PASSAGE PROVIDED: Begin

OpenNMT / CTranslate2

Fast inference engine for Transformer models
https://opennmt.net/CTranslate2
MIT License
3.42k stars 304 forks source link

GPT-J on Tesla T4: the target device or backend do not support efficient float16 computation #1200

Closed juliensalinas closed 1 year ago

juliensalinas commented 1 year ago

I followed the GPT-J tuto: https://opennmt.net/CTranslate2/guides/transformers.html#gpt-j

First I converted the model with this command:

ct2-transformers-converter --model EleutherAI/gpt-j-6B --revision float16 --quantization float16 --output_dir gptj_ct2

Then I used generator = ctranslate2.Generator("gptj_ct2")

But it returns the following:

[ctranslate2] [thread 144] [warning] The compute type inferred from the saved model is float16, but the target device or backend do not support efficient float16 computation. The model weights have been automatically converted to use the float32 compute type instead.

PASSAGE PROVIDED: End
EXTRACTED INFORMATION: Begin

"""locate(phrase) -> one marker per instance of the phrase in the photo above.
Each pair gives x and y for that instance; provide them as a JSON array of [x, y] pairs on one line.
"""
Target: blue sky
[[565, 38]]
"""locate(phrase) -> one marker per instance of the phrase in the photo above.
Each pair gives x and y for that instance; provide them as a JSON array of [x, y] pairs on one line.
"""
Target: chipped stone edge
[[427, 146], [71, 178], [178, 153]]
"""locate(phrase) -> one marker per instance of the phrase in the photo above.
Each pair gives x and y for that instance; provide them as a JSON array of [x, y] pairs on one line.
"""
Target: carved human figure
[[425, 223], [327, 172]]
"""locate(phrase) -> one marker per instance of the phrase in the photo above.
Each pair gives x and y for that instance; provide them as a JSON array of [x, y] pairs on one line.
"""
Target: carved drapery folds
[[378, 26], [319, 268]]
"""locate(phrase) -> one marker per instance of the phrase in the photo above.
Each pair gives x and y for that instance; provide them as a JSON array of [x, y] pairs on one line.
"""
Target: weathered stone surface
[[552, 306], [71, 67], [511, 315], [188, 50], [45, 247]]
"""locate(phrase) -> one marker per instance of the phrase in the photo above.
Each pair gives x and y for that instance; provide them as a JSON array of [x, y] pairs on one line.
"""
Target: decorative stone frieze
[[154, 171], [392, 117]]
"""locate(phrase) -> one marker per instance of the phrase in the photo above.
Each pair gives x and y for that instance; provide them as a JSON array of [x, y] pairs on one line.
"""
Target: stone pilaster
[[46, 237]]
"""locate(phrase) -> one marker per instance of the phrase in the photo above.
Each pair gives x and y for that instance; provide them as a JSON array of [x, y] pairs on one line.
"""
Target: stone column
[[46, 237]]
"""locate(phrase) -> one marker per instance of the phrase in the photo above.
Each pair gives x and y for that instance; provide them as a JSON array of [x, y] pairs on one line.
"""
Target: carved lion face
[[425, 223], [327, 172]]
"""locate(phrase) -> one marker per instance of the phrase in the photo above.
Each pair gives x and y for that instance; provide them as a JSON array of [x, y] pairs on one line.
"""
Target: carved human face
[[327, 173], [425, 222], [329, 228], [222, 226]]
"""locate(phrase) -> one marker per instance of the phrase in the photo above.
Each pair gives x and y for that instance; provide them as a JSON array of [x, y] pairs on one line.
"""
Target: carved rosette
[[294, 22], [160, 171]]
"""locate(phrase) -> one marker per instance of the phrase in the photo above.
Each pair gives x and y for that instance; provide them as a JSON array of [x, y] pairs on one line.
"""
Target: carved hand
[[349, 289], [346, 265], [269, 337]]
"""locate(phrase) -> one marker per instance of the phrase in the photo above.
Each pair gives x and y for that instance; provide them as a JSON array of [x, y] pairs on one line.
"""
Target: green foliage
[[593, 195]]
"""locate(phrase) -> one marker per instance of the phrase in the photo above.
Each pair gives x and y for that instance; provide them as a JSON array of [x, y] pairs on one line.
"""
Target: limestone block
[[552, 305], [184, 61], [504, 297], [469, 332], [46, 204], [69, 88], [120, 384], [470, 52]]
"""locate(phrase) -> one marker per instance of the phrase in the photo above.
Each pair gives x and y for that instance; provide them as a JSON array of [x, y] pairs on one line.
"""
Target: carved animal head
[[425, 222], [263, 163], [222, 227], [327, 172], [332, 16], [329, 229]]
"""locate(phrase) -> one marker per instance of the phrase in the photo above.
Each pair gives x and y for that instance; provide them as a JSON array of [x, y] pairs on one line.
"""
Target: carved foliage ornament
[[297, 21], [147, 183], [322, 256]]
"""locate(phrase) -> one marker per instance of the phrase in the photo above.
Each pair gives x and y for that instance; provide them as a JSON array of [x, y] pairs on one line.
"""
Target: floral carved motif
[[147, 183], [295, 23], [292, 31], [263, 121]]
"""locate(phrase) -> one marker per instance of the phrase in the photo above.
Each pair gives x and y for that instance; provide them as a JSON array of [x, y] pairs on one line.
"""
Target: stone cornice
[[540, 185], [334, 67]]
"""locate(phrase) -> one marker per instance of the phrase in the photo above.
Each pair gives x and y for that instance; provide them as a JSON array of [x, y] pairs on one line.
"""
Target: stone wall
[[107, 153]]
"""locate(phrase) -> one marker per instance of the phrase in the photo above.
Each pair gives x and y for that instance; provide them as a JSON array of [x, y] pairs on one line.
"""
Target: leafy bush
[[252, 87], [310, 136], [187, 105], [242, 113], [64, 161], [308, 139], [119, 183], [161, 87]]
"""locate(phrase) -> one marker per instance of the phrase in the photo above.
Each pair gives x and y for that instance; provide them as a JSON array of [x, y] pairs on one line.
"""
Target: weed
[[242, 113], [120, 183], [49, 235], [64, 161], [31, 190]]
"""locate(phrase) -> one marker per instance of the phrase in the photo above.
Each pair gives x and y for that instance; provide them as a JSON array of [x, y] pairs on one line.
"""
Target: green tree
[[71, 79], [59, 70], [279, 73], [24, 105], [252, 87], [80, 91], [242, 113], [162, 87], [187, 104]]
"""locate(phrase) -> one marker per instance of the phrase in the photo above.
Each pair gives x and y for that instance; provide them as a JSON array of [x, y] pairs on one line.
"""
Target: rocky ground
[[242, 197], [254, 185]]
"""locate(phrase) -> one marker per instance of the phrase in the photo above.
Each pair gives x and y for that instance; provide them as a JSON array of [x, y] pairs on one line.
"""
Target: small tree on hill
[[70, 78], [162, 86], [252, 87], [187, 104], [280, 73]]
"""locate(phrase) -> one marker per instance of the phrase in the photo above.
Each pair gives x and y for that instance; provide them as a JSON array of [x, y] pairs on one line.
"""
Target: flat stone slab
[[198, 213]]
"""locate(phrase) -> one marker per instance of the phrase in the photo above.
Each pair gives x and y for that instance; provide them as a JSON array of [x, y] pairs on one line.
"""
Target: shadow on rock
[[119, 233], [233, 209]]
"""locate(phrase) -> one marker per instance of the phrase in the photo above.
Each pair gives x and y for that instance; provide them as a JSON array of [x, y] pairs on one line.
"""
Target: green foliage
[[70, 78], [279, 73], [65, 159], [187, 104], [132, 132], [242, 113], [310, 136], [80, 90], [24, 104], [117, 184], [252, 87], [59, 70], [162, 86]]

EXTRACTED INFORMATION: End

* [WORK TO COMPLETE]:
a. In the GPT-J float16 issue, which compute type does the warning say the model weights were automatically converted to?
b. Extend the GPT-J float16 issue past its final line, the warning message.
The listing comes from a different source.

* [RESPONSES FOR EACH TASK]:
a. float32

b.
Then inference runs on CPU only.

I did not have this problem with NLLB or Whisper.

The GPU is properly detected by PyTorch (torch.cuda.is_available() = True).

Thank you in advance, and congrats again for the great work! The fact that text generation now supports end sequences and other new parameters is awesome!

guillaumekln commented 1 year ago

Models are loaded on the CPU by default. You should configure the device:

generator = ctranslate2.Generator("gptj_ct2", device="cuda")
juliensalinas commented 1 year ago

Thank you @guillaumekln it worked 👍🏻 Have a nice weekend.